INFORMATION PROVIDED:
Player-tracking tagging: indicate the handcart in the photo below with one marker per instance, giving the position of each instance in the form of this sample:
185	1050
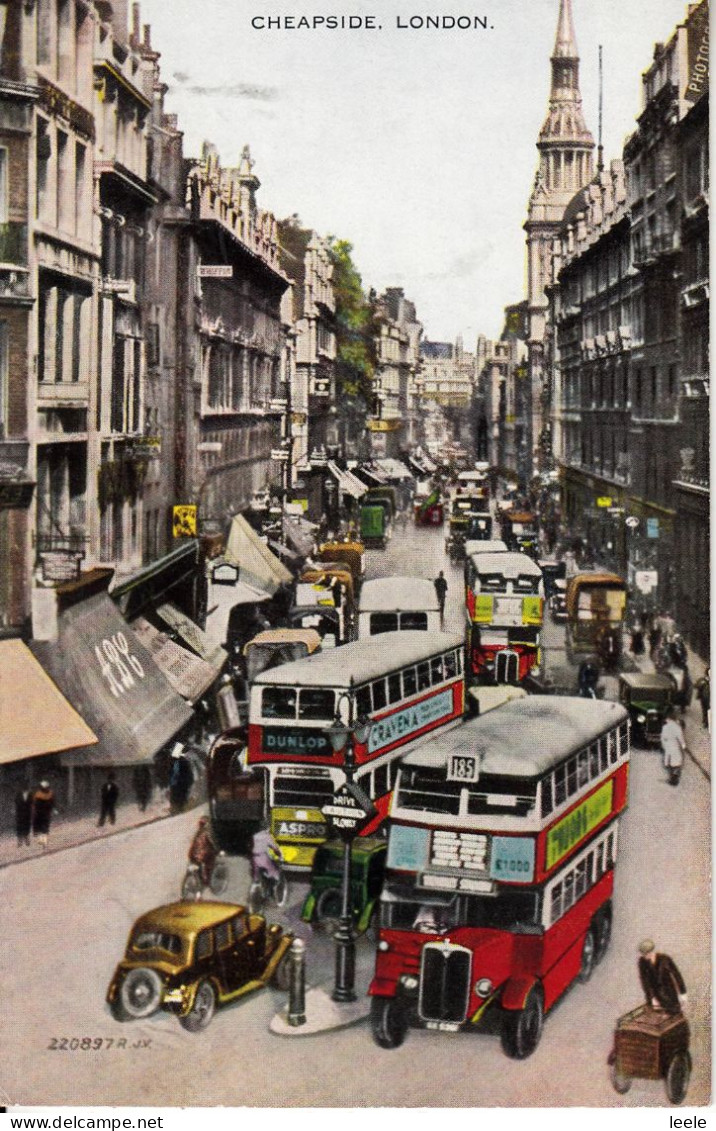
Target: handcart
650	1044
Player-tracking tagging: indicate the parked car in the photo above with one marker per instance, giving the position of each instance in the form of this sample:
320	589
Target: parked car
368	866
648	698
558	601
188	958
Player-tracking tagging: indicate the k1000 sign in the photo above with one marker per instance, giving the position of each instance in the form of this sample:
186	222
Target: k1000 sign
387	731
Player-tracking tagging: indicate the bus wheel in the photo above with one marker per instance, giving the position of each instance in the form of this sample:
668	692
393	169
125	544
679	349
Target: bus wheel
388	1020
602	931
522	1028
588	956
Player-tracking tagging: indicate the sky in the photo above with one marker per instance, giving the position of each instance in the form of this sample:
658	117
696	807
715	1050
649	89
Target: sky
416	145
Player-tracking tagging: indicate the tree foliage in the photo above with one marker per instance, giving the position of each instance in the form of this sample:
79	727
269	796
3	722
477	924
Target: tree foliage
355	325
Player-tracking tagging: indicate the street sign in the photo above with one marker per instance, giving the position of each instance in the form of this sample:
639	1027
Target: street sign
215	272
351	809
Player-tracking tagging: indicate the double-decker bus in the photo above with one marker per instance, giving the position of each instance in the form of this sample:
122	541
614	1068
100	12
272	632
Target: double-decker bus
408	683
500	869
505	607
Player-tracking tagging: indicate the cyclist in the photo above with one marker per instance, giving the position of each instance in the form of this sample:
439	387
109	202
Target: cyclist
266	855
203	851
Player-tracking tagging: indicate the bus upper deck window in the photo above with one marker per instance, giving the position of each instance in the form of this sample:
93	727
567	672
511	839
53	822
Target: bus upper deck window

INSTRUCTION:
Write every entry out again exactly, dropping the pictures.

OUTPUT OF THE TASK:
Player-tracking tagging: indicate the handcart in the photo below with one marker per instance, giving the position of each instance in the form of this sample:
185	1050
Target: handcart
650	1044
Player-tracking tagging: indicate the parked car in the photo above with one marker per instance, giving the position of each instance in the form of this sample:
320	589
Target: parked car
368	866
648	698
558	601
188	958
Player-tracking tagging: indicate the k1000 sign in the photo above with one marker per instance, giving the position of each instance in the form of this sample:
186	222
Target: k1000 sign
387	731
Player-tracking tagging: indicate the bus wheel in the photo above with one marker per instance, giving the position of each instance in the form of this sample:
668	692
393	169
125	544
679	349
Target: bus wheel
388	1020
602	931
522	1028
588	956
Player-tracking tagging: indicate the sky in the photo above with one marker per instance, giving the position of each instance in the form of this sample:
658	117
696	807
715	1050
649	89
Target: sky
416	145
Player-tracking tagging: indicate the tree foliage in the photo above with one marker per instance, giving the position of each instance in the form of this sample:
79	727
269	796
3	722
477	924
Target: tree foliage
355	325
Player-tracking tagging: indicate the street sign in the photo above with one marker per instance, giving the position of each instance in the form of this sample:
639	1027
Target: street sign
215	272
351	809
Player-tracking tagging: indicate the double-decker bus in the photo above with one marker per instance, giving the position of each instance in the form of this sample:
122	541
614	1068
100	12
272	632
Target: double-decker bus
408	683
500	869
505	607
Player-tracking tagging: indicate the cyclist in the photo above with one marker per instance, giving the position of each instance in the form of this sample:
439	387
109	202
Target: cyclist
266	855
203	851
Player-tracking tagging: indicate the bus upper deck window in the photo above with one marker per instance, giving the position of each instance in the form of this sample:
93	727
567	672
511	839
53	822
Target: bus upper deck window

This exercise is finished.